**Work to complete:**
Print the entire listing. Each line must match the original exactly.

**Given records:**
--- BEGIN ---

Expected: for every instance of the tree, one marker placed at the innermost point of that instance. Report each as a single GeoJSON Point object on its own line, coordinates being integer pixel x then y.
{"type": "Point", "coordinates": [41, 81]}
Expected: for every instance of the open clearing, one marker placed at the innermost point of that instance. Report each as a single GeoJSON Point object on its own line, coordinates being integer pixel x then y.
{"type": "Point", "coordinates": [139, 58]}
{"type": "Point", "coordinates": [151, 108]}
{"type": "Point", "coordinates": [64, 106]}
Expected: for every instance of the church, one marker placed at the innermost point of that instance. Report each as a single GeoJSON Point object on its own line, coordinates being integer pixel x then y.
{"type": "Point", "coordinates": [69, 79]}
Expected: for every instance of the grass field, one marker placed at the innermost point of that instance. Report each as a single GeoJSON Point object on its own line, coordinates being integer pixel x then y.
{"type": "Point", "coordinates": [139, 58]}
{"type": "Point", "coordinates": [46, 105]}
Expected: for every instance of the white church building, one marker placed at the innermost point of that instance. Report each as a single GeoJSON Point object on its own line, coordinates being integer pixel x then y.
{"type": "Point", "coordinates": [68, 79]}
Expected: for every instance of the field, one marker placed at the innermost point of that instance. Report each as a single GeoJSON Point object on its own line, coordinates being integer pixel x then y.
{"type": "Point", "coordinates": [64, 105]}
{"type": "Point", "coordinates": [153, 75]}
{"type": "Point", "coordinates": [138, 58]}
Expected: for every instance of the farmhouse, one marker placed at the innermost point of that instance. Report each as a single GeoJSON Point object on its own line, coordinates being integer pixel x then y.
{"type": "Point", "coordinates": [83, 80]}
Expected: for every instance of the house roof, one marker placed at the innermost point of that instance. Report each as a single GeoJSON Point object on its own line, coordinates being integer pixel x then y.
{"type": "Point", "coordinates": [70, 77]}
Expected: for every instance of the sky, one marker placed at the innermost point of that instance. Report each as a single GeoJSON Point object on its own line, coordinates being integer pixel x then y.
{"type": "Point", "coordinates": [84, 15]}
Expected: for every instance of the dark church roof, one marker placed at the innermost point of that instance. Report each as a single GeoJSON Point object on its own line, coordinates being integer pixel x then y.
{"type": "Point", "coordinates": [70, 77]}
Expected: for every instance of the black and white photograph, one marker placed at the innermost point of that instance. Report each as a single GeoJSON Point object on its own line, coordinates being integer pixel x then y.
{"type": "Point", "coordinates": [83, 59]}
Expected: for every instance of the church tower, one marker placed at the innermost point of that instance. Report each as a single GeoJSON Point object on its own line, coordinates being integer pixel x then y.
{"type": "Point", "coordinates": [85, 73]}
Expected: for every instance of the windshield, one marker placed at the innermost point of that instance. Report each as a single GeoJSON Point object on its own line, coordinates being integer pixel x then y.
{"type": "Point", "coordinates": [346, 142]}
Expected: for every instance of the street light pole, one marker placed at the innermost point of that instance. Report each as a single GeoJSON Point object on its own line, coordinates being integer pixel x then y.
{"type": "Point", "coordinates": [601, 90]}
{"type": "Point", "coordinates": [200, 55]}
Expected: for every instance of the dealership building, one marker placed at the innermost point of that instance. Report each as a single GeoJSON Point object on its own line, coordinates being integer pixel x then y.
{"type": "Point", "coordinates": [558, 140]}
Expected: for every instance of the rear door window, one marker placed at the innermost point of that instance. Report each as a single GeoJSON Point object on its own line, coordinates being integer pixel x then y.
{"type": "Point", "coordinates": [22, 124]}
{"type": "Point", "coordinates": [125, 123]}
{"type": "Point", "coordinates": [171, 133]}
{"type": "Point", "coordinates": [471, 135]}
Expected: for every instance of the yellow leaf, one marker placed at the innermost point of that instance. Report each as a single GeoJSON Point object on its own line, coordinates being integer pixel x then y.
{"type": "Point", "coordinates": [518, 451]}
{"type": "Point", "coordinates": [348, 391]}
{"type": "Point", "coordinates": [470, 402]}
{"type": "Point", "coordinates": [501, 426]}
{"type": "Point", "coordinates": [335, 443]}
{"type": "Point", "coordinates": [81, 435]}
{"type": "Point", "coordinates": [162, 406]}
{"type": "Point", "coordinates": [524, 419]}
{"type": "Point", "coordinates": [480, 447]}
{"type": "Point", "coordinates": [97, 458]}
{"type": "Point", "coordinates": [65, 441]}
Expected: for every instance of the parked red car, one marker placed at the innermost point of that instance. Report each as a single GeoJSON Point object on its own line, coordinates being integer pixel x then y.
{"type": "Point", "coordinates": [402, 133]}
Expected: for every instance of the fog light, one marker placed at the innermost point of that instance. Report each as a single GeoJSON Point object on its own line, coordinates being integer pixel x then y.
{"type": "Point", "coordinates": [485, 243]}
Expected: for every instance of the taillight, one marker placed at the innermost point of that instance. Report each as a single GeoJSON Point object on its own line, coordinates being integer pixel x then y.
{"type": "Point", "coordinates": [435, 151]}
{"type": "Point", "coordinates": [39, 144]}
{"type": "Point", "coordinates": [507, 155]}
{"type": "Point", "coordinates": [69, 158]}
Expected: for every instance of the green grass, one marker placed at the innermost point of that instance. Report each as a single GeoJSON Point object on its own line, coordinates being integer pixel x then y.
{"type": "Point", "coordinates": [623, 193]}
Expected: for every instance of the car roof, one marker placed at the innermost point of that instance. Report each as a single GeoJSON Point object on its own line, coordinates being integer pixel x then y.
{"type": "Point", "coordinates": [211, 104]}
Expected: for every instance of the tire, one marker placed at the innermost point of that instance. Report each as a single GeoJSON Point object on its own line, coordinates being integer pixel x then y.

--- END ---

**Task answer:**
Expected: for every instance of the tree, one marker placed at the innermost point of that instance. Report each as a single GeoJSON Point object on its own line, coordinates being integer pixel x then y.
{"type": "Point", "coordinates": [41, 81]}
Expected: for every instance of the open clearing, one marker placed at the innermost point of that instance. Report each as a single GeoJSON Point object on its own line, coordinates being integer pixel x then y.
{"type": "Point", "coordinates": [139, 58]}
{"type": "Point", "coordinates": [151, 108]}
{"type": "Point", "coordinates": [64, 106]}
Expected: for every instance of the church, one marker placed at the innermost point of that instance. Report each as a single GeoJSON Point object on its own line, coordinates being integer pixel x then y.
{"type": "Point", "coordinates": [69, 79]}
Expected: for every instance of the grass field, one marker placed at the innermost point of that instance. Report each as a single GeoJSON Point object on its own line, coordinates being integer pixel x then y.
{"type": "Point", "coordinates": [139, 58]}
{"type": "Point", "coordinates": [46, 105]}
Expected: for every instance of the white church building, one marker placed at the innermost point of that instance. Report each as a single GeoJSON Point object on its own line, coordinates being integer pixel x then y.
{"type": "Point", "coordinates": [68, 79]}
Expected: for every instance of the field, one marker placed at the innermost point of that instance. Report each as a single GeoJSON Point object on its own line, coordinates being integer pixel x then y.
{"type": "Point", "coordinates": [64, 105]}
{"type": "Point", "coordinates": [153, 75]}
{"type": "Point", "coordinates": [138, 58]}
Expected: for every instance of the farmhouse, one marker placed at the innermost point of that instance. Report each as a single GeoJSON Point object on its own line, coordinates being integer pixel x then y.
{"type": "Point", "coordinates": [83, 80]}
Expected: for every instance of the house roof, one marker placed at the innermost point of that instance. Report each as a single GeoJSON Point object on its own line, coordinates being integer pixel x then y.
{"type": "Point", "coordinates": [70, 77]}
Expected: for every instance of the sky, one marker placed at the innermost point of that instance. Report each as a single GeoJSON Point object on its own line, coordinates being integer pixel x then y.
{"type": "Point", "coordinates": [84, 15]}
Expected: for every instance of the dark church roof, one marker placed at the innermost point of that instance. Report each as a single GeoJSON Point object on its own line, coordinates being integer pixel x then y.
{"type": "Point", "coordinates": [70, 77]}
Expected: for every instance of the black and white photograph, one marker placed at the innermost point of that instance. Report each as a single GeoJSON Point object on its own line, coordinates being integer pixel x then y.
{"type": "Point", "coordinates": [83, 59]}
Expected: for every instance of the church tower, one marker placed at the innermost point of that instance. Report each as a single GeoJSON Point object on its own line, coordinates being integer pixel x then y.
{"type": "Point", "coordinates": [85, 73]}
Expected: for every instance of the windshield, one marker placed at the innermost point of that instance. Report each as a single GeoJSON Point object on its own line, coordinates being integer pixel x then y.
{"type": "Point", "coordinates": [346, 142]}
Expected: for every instance of the street light pole, one marker placed at the innermost point of that instance. Report each as a single GeoJSON Point object on its own line, coordinates being integer pixel x then y.
{"type": "Point", "coordinates": [601, 90]}
{"type": "Point", "coordinates": [200, 55]}
Expected: for every instance of the dealership building, one marker placed at the innermost point of that instance. Report each as a single GeoJSON Point object on its own line, coordinates being integer pixel x then y.
{"type": "Point", "coordinates": [558, 140]}
Expected: for every instance of the rear door window, one marker placed at the innermost point of that instance. Report each as a single GeoJSON Point object on its own line, coordinates being integer pixel x then y.
{"type": "Point", "coordinates": [22, 124]}
{"type": "Point", "coordinates": [125, 123]}
{"type": "Point", "coordinates": [171, 133]}
{"type": "Point", "coordinates": [471, 135]}
Expected: for every instance of the yellow leaf, one marker placed at the innermost point of that instance. Report each as a single GeoJSON Point object on its own line, coordinates being integer pixel x then y.
{"type": "Point", "coordinates": [518, 451]}
{"type": "Point", "coordinates": [348, 391]}
{"type": "Point", "coordinates": [470, 402]}
{"type": "Point", "coordinates": [501, 426]}
{"type": "Point", "coordinates": [335, 443]}
{"type": "Point", "coordinates": [81, 435]}
{"type": "Point", "coordinates": [162, 406]}
{"type": "Point", "coordinates": [524, 419]}
{"type": "Point", "coordinates": [480, 447]}
{"type": "Point", "coordinates": [97, 458]}
{"type": "Point", "coordinates": [65, 441]}
Expected: for every instance of the parked red car, one marker placed at the innermost point of that instance. Report each as a single GeoJSON Point object on its own line, coordinates being integer pixel x then y.
{"type": "Point", "coordinates": [402, 133]}
Expected: for every instance of the fog light, one marker placed at the innermost point of that instance. Report each as a single GeoJSON Point object on its own line, coordinates being integer pixel x then y.
{"type": "Point", "coordinates": [485, 243]}
Expected: for every instance of the taillight, one marker placed at the innermost point of that instance. Report each as a single GeoJSON Point object on its own line, coordinates being integer pixel x then y.
{"type": "Point", "coordinates": [435, 151]}
{"type": "Point", "coordinates": [39, 144]}
{"type": "Point", "coordinates": [507, 155]}
{"type": "Point", "coordinates": [69, 158]}
Expected: for every instance of the green grass, one marker placed at the innermost point of that instance. Report each as a single GeoJSON Point object on its own line, coordinates being integer pixel x then y.
{"type": "Point", "coordinates": [623, 193]}
Expected: for every instance of the car roof, one marker placed at the innermost point of that instance. Report each as a single GeoJSON Point object on its own line, coordinates being integer pixel x then y.
{"type": "Point", "coordinates": [211, 104]}
Expected: for every instance of the tire, one marker placed at the innermost point of that instance. Report each as a single GeoJSON Point object on its own line, coordinates being integer pixel x then y.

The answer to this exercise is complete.